═════ Exercise material ═════

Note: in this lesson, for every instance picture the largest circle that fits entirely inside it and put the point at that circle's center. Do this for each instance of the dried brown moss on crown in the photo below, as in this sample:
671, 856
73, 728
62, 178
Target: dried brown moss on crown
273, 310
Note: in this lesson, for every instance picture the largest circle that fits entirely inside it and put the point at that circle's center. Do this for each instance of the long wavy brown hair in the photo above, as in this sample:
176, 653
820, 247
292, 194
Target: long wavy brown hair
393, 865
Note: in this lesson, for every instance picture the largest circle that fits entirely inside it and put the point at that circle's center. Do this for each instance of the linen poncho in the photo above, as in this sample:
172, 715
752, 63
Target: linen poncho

═════

Directive:
Rewrite all the material above as a numbered list, one line per item, and leave out any blank lines.

Task solution:
1. Note: in this lesson, for every instance picture the largest circle that fits entirely inside it and put the point at that circle's center. Do this for each instance of the dried brown moss on crown in the photo below, as in this sample:
2. 671, 856
3. 73, 728
4. 62, 178
5. Target: dried brown moss on crown
6. 273, 310
7. Note: in this lesson, for every instance picture the largest circle that fits entirely inside it and put the point at that circle's center. Do this for each instance of the long wavy brown hair in the photo above, as in this sample:
8. 176, 653
9. 820, 247
10. 292, 194
11. Target: long wavy brown hair
12. 393, 865
13. Note: in this lesson, for every instance picture the largest circle that fits entirely inside it and put the point at that circle's center. Do this for each instance of the linen poncho in the photo above, as in this sample:
14. 172, 715
15. 752, 63
16. Target: linen poncho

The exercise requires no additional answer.